EXERCISE:
Please decide whether each statement below agrees with the article on TikTok as a food platform, and answer yes or no with the deciding words of the article quoted exactly. 1. Nguyen's fried rice video reached 5.5 million views. 2. Nguyen made food content on TikTok before she made it on YouTube and Instagram. 3. Nguyen now works on the line in a kitchen.

TEXT SECTION:
TikTok Is the Food Platform of the People
May 28, 2020Tway Nguyen, also known as @twaydabae, isn't totally sure why a video of her cooking fried rice on TikTok blew up to 5.5 million views, but her guess is that it's because she cracked two eggs at the same time. She thinks that's why TikTok's algorithm pushed it onto the For You page, the assortment of recommended videos you see when you open the app. Though she used to post dancing videos and makeup tips with no real rhyme or reason, Nguyen has used TikTok exclusively for cooking ever since, picking up millions of views and gaining a following of over 282,000 users.
Since that video on March 22, TikTok has been a fast-growing space for Nguyen, who decided to take her kitchen experience online after finishing culinary school last year. She'd initially planned to work on the line in a kitchen, but now, social media is her full-time job. Though she's been making food content on YouTube and Instagram for longer, her following on those platforms has grown slower. "A really good thing about TikTok is it's still in the beginning stages where we're still getting a lot of genuine and original personalities rather than just a lot of people copying each other," Nguyen told VICE. "Right now is like the golden time."
If you want to make food videos in 2020, and all you have is a phone, your home kitchen, and not much of an online following, where do you start? For people at the beginning of their path in food, TikTok is increasingly the answer. There, there's still a chance to become a food star.

DATA PROVIDED:
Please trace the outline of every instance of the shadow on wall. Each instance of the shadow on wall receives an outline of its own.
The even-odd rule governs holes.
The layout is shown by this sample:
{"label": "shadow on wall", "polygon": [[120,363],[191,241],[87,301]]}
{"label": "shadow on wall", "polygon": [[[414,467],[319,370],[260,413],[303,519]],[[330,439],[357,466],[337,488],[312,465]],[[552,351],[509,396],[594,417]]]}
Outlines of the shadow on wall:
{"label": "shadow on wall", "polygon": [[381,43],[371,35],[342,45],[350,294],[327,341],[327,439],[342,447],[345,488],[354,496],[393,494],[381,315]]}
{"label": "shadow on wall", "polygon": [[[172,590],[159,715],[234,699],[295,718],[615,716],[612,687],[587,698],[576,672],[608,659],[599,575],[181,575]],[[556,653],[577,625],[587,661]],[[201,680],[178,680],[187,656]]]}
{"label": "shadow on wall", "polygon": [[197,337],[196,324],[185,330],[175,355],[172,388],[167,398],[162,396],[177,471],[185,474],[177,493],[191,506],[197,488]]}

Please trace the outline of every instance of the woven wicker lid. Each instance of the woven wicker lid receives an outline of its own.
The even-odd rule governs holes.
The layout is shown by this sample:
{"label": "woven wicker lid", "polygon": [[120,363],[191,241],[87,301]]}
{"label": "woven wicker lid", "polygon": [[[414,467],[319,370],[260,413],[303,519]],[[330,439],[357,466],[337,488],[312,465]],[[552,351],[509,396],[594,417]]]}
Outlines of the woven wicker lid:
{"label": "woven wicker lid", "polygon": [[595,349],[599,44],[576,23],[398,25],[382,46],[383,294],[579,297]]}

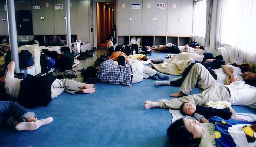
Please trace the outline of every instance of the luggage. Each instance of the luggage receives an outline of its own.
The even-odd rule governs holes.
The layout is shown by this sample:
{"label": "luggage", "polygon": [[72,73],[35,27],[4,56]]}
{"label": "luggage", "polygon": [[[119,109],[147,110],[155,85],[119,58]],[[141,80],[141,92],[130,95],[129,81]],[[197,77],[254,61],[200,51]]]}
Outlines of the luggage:
{"label": "luggage", "polygon": [[23,68],[34,65],[32,54],[27,50],[22,50],[19,53],[20,68]]}

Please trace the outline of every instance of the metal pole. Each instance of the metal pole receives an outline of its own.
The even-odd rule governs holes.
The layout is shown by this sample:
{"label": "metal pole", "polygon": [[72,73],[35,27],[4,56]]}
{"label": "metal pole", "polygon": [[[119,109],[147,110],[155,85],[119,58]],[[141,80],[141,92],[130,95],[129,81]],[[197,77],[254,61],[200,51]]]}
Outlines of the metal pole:
{"label": "metal pole", "polygon": [[66,0],[66,22],[67,24],[67,44],[71,50],[71,32],[70,31],[70,14],[69,7],[69,0]]}
{"label": "metal pole", "polygon": [[15,19],[15,8],[14,0],[6,0],[7,20],[8,22],[9,38],[11,46],[12,60],[15,62],[15,72],[20,72],[18,56],[18,45],[17,43],[17,32]]}

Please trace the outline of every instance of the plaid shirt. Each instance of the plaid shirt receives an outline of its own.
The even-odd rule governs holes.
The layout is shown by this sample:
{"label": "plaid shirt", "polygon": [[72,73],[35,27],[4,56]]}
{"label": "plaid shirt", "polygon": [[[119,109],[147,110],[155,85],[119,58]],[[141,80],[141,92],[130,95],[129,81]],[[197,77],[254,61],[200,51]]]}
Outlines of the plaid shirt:
{"label": "plaid shirt", "polygon": [[101,82],[112,84],[132,86],[131,71],[130,64],[124,66],[115,65],[112,59],[100,64],[97,71],[97,78]]}

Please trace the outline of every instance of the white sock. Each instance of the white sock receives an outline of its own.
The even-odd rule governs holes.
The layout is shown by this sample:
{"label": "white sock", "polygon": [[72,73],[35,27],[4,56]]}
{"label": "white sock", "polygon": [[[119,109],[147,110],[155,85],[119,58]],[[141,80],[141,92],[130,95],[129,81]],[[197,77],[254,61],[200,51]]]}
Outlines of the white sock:
{"label": "white sock", "polygon": [[156,86],[160,85],[171,85],[170,81],[156,81],[155,82],[155,85]]}
{"label": "white sock", "polygon": [[44,119],[38,120],[35,122],[22,122],[15,127],[18,131],[33,131],[41,126],[48,124],[53,120],[52,117],[48,117]]}

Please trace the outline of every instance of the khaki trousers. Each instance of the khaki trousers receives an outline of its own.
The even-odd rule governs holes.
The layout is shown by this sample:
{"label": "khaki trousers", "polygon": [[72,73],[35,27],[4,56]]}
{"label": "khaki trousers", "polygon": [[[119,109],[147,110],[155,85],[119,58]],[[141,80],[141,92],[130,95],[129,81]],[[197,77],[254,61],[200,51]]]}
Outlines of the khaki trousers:
{"label": "khaki trousers", "polygon": [[210,100],[214,102],[230,100],[229,93],[223,85],[216,82],[206,68],[202,65],[196,64],[189,73],[180,87],[180,91],[188,94],[197,82],[201,93],[172,100],[159,100],[158,107],[163,108],[179,109],[183,103],[204,105]]}

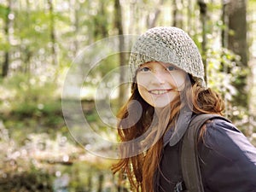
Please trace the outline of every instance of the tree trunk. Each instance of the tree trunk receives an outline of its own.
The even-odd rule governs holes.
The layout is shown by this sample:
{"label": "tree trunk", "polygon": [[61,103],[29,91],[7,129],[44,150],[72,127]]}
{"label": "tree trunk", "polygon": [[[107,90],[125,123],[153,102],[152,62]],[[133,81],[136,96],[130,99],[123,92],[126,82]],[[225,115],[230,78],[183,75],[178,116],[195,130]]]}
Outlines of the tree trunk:
{"label": "tree trunk", "polygon": [[[247,68],[247,1],[230,0],[229,3],[229,29],[228,48],[241,56],[242,68]],[[246,90],[246,73],[241,73],[234,85],[239,91],[235,96],[235,105],[247,108],[247,92]]]}
{"label": "tree trunk", "polygon": [[223,28],[221,30],[221,45],[223,48],[228,48],[228,26],[229,26],[229,15],[228,15],[228,3],[230,0],[222,0],[222,21]]}
{"label": "tree trunk", "polygon": [[207,5],[204,0],[198,0],[197,3],[200,7],[200,19],[201,19],[201,27],[202,27],[202,42],[201,42],[202,61],[204,63],[204,69],[205,69],[205,80],[206,83],[207,84],[207,63],[206,59]]}
{"label": "tree trunk", "polygon": [[56,37],[55,32],[55,16],[54,16],[54,8],[52,0],[48,0],[49,5],[49,36],[50,41],[52,43],[51,47],[51,57],[52,57],[52,64],[56,65],[57,63],[57,56],[56,56],[56,49],[55,49],[55,43],[56,43]]}
{"label": "tree trunk", "polygon": [[[6,8],[7,12],[5,15],[5,26],[4,26],[4,33],[5,37],[7,39],[7,42],[9,42],[9,29],[10,26],[10,20],[9,18],[9,15],[10,14],[11,11],[11,0],[8,1],[8,6]],[[2,68],[2,77],[6,77],[8,75],[9,72],[9,49],[5,50],[4,53],[4,61],[3,63],[3,68]]]}
{"label": "tree trunk", "polygon": [[149,28],[153,28],[154,26],[155,26],[156,24],[156,20],[159,18],[159,15],[160,14],[160,6],[161,6],[164,3],[164,0],[160,0],[160,4],[157,5],[157,8],[154,11],[154,13],[149,13],[149,15],[148,15],[147,18],[147,26],[148,26],[148,29]]}
{"label": "tree trunk", "polygon": [[229,49],[241,56],[241,64],[247,67],[247,1],[230,0],[229,4]]}
{"label": "tree trunk", "polygon": [[172,26],[183,28],[183,15],[181,13],[182,0],[173,0],[172,3]]}
{"label": "tree trunk", "polygon": [[124,32],[123,32],[123,25],[122,25],[122,10],[121,10],[121,5],[119,3],[119,0],[115,0],[114,1],[114,24],[115,27],[118,30],[118,34],[119,35],[119,67],[120,67],[120,71],[119,71],[119,105],[121,106],[123,105],[124,102],[126,101],[127,99],[127,94],[126,94],[126,90],[127,87],[125,86],[125,84],[121,84],[125,80],[125,71],[124,68],[124,66],[125,65],[126,59],[125,59],[125,53],[123,52],[124,50],[124,46],[125,46],[125,38],[124,38]]}

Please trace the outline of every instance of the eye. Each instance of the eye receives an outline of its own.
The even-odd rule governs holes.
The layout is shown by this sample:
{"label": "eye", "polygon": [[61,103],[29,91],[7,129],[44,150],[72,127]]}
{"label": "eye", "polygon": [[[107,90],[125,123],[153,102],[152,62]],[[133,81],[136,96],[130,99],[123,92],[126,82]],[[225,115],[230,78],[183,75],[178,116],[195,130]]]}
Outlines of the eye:
{"label": "eye", "polygon": [[149,72],[150,69],[147,67],[141,67],[140,68],[140,72]]}
{"label": "eye", "polygon": [[177,68],[173,66],[168,66],[166,67],[166,70],[169,71],[169,72],[172,72],[172,71],[177,70]]}

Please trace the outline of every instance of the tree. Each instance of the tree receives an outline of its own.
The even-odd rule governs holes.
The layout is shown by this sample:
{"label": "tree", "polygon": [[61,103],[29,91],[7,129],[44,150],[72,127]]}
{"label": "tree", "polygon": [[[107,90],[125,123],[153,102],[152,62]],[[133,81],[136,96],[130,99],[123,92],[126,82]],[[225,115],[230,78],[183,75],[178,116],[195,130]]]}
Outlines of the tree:
{"label": "tree", "polygon": [[[201,51],[202,51],[202,61],[204,63],[205,72],[207,71],[207,63],[206,59],[207,52],[207,5],[205,0],[198,0],[197,3],[200,7],[200,19],[202,27],[202,43],[201,43]],[[205,73],[205,80],[207,83],[207,75]]]}
{"label": "tree", "polygon": [[[125,79],[125,71],[123,66],[125,65],[126,62],[126,55],[123,51],[125,46],[125,38],[124,38],[124,32],[123,32],[123,24],[122,24],[122,9],[119,0],[114,0],[114,26],[118,31],[118,34],[119,36],[119,62],[120,62],[120,73],[119,73],[119,82],[124,82]],[[126,100],[126,90],[127,88],[124,85],[119,86],[119,105],[121,106],[124,102]]]}
{"label": "tree", "polygon": [[[9,27],[10,27],[10,12],[11,12],[11,4],[12,2],[11,0],[8,1],[8,5],[7,7],[1,6],[1,9],[3,10],[3,15],[2,15],[4,19],[4,33],[6,37],[6,42],[9,42]],[[4,51],[4,61],[3,63],[3,67],[2,67],[2,76],[6,77],[8,75],[9,72],[9,49],[6,49]]]}
{"label": "tree", "polygon": [[[247,68],[247,1],[230,0],[229,2],[229,38],[228,48],[240,55],[241,67]],[[235,103],[247,108],[247,73],[241,73],[235,82],[240,94],[235,97]]]}

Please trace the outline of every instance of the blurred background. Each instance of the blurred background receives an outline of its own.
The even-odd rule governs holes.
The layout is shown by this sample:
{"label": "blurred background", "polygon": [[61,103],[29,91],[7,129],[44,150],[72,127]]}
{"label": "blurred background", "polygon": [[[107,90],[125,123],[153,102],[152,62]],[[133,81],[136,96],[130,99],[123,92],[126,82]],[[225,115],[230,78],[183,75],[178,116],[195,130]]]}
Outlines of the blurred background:
{"label": "blurred background", "polygon": [[[84,48],[156,26],[178,26],[193,38],[208,85],[225,100],[225,115],[256,145],[255,10],[256,0],[0,0],[0,191],[128,191],[112,175],[113,160],[90,154],[73,138],[61,91]],[[114,131],[96,113],[95,90],[127,61],[125,53],[101,61],[80,97],[86,120],[106,137]],[[120,71],[117,80],[125,75]],[[128,94],[119,88],[113,111]]]}

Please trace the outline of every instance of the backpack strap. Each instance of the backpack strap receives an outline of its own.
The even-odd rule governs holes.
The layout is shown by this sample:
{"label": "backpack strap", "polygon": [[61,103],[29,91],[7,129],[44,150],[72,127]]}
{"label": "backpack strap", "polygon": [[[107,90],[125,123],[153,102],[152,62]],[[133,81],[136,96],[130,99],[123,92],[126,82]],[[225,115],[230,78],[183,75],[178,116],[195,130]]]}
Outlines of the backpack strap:
{"label": "backpack strap", "polygon": [[183,177],[188,192],[204,191],[199,165],[197,139],[201,126],[206,123],[206,121],[212,119],[221,119],[230,122],[218,114],[199,114],[191,119],[183,137],[181,165]]}

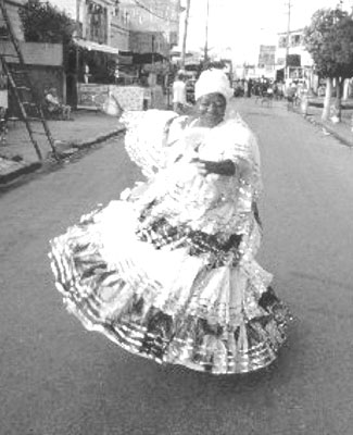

EXERCISE ANSWER:
1. Yes: "a video of her cooking fried rice on TikTok blew up to 5.5 million views"
2. No: "she's been making food content on YouTube and Instagram for longer"
3. No: "She'd initially planned to work on the line in a kitchen, but now, social media is her full-time job."